▶ [SOURCE]
• • •

Posted on 5 September 2013

Samsung has finally announced its hotly anticipated third instalment in the Galaxy Note series. But what's changed since the Galaxy Note 2 arrived on the scene? Here's Carphone Warehouse's guide to the differences between the Galaxy Note 3 and the Galaxy Note 2.

New design.

Despite bringing a larger display, a 5.7" panel compared to a 5.5" one, the Galaxy Note 3 has lost weight. It's just 168g compared to the Galaxy Note 2's 183g. It's smaller too, measuring 151.2 x 79.2 x 8.3mm, whereas the Galaxy Note 2 is 151.1 x 80.5 x 9.4mm.

The most noticeable difference though is that the back now features a stitched leather finish to give it a notebook feel. It adds a touch of quality to the plastic frame. Samsung has also added a colour option for the Note 3. As well as the usual black and white there's a soft pink version, which is sure to make your smartphone stand out from the crowd. So in terms of design the Galaxy Note 3's overhaul makes it more of a looker and easier to hold.

Bigger screen.

With phablets it's all about the size of your screen. Samsung has bumped the screen size up on the Galaxy Note 3, from 5.5" on the Galaxy Note 2 a sharp 5.7" one. That might not sound like a lot but the extra diagonal size makes a noticeable difference.

More importantly though, the resolution has been taken up to 1080p full HD from 720p. That means the Galaxy Note 3 has a pixel density of 386 pixels per inch compared to the Galaxy Note 2's 267 pixels per inch, so things will be sharper and more detailed.

• • •

▶ [EXERCISE DIRECTIONS] In the Galaxy Note comparison above, what pixel density does the Galaxy Note 3 have?

• • •

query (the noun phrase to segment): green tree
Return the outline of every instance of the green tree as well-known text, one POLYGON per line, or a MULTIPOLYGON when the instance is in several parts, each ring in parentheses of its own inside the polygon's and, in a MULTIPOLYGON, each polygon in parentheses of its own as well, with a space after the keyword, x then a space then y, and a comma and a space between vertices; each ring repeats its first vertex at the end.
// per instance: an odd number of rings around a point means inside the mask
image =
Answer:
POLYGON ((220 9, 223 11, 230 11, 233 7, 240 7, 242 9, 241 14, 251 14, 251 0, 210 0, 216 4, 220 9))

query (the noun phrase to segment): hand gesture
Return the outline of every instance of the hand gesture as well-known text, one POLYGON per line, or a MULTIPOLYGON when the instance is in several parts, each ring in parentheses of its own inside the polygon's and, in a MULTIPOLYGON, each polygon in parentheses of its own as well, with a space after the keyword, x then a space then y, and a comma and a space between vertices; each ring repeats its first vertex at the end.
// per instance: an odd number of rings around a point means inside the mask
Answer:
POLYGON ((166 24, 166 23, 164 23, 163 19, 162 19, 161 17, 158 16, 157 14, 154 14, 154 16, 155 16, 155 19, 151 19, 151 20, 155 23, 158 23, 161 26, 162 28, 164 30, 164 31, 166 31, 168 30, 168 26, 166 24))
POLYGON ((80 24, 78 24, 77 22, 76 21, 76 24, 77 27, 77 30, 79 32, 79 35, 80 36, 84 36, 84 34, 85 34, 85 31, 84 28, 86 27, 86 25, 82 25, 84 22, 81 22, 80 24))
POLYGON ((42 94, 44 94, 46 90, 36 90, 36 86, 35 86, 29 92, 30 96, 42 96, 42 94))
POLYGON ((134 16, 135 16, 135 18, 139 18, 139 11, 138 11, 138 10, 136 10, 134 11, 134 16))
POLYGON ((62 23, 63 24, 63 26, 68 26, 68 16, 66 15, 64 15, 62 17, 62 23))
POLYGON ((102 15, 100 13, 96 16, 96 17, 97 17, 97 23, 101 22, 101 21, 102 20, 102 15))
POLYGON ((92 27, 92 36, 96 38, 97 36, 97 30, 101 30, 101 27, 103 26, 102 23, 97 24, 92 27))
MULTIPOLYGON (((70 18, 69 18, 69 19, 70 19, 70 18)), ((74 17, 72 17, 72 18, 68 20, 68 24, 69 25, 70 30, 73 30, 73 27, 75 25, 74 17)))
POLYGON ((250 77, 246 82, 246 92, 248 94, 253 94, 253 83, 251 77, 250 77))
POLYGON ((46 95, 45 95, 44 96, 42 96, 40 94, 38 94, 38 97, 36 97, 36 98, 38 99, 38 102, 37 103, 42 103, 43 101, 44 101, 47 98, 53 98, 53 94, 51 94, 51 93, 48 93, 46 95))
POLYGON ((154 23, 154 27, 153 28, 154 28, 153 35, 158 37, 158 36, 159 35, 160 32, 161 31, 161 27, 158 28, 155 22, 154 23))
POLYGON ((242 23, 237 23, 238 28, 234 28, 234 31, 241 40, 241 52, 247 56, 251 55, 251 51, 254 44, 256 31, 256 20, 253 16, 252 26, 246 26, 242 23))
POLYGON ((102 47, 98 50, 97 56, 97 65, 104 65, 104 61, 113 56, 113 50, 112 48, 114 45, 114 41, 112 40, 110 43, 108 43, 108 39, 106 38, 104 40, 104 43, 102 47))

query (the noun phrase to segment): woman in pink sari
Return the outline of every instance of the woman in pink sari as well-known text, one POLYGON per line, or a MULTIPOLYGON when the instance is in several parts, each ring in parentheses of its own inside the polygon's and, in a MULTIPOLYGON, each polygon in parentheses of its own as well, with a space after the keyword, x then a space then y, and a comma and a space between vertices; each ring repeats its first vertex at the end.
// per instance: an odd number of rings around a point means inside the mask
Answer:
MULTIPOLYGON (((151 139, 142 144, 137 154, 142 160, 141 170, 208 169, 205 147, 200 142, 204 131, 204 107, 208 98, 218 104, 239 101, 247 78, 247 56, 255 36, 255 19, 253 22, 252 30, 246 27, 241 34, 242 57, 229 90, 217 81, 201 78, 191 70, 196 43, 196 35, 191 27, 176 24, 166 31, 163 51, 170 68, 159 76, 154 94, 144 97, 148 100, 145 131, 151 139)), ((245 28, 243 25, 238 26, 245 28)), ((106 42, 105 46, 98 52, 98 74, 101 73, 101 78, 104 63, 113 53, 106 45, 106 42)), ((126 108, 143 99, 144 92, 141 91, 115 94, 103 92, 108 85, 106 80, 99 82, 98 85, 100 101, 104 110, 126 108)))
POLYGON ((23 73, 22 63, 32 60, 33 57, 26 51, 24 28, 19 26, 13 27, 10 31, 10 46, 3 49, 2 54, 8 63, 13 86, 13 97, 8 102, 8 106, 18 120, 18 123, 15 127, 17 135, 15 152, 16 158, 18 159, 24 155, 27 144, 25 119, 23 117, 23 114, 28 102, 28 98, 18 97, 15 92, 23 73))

• • •

▶ [EXERCISE RESPONSE] 386 pixels per inch